**Description of the task**
Starting with the first line, transcribe the material exactly through to the last.

**Extracted records**
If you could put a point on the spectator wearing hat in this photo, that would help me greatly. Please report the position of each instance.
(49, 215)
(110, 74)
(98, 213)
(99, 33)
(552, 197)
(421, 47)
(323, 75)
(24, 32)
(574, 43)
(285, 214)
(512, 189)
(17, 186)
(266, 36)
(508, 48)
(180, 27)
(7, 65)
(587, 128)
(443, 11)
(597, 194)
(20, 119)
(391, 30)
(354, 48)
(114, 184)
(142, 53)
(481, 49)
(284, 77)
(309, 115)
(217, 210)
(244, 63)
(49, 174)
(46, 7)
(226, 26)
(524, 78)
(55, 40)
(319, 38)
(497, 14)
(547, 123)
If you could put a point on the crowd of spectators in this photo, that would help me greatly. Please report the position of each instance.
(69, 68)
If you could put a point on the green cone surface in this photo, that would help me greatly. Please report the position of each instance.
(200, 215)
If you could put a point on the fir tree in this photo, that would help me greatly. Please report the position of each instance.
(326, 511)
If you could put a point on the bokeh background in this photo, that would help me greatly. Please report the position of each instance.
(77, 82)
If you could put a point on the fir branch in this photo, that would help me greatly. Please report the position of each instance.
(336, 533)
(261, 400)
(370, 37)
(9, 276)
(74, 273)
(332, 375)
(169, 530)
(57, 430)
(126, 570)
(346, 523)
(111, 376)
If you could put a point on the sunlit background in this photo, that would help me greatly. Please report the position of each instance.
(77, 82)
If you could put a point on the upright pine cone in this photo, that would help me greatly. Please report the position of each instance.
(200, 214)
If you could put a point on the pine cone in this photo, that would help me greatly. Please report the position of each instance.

**Response below**
If you could put a point on the spectator wearing hat in this photo, that would help me greatly. Please report the position of each instance.
(49, 215)
(110, 74)
(98, 213)
(99, 33)
(552, 197)
(421, 47)
(323, 75)
(24, 32)
(574, 43)
(285, 214)
(512, 189)
(17, 186)
(266, 36)
(508, 48)
(180, 27)
(7, 65)
(587, 128)
(443, 11)
(597, 194)
(20, 119)
(391, 30)
(354, 48)
(114, 184)
(142, 53)
(481, 49)
(284, 77)
(309, 115)
(217, 210)
(244, 63)
(49, 174)
(46, 7)
(226, 26)
(524, 78)
(55, 40)
(319, 38)
(497, 14)
(547, 123)
If you could put a point on the crowd of spectators in this photo, that would help me greatly. Please report the position of each instance.
(69, 68)
If you could put a point on the green cone surface in this photo, that would help me greatly. Please report the position of each instance.
(200, 215)
If you could put a point on the fir tree in this photo, that would help me greatly. Please report the position of each instance.
(326, 511)
If you could put a point on the bokeh background in this photo, that would help me greatly. Please report the position of each instance.
(77, 82)
If you could put a point on the fir branch in this photo, that would help me greatly. Please report the position of each instance.
(336, 533)
(261, 400)
(370, 37)
(9, 276)
(74, 273)
(332, 375)
(169, 530)
(57, 430)
(126, 570)
(346, 523)
(111, 376)
If you could put a point on the sunlit background in this photo, that would help me greatly. Please report the position of each instance.
(77, 82)
If you could put a point on the upright pine cone in this photo, that would help me greatly. Please report the position of each instance.
(200, 214)
If you could put a point on the pine cone in this photo, that would help me greatly. Please report the position of each instance.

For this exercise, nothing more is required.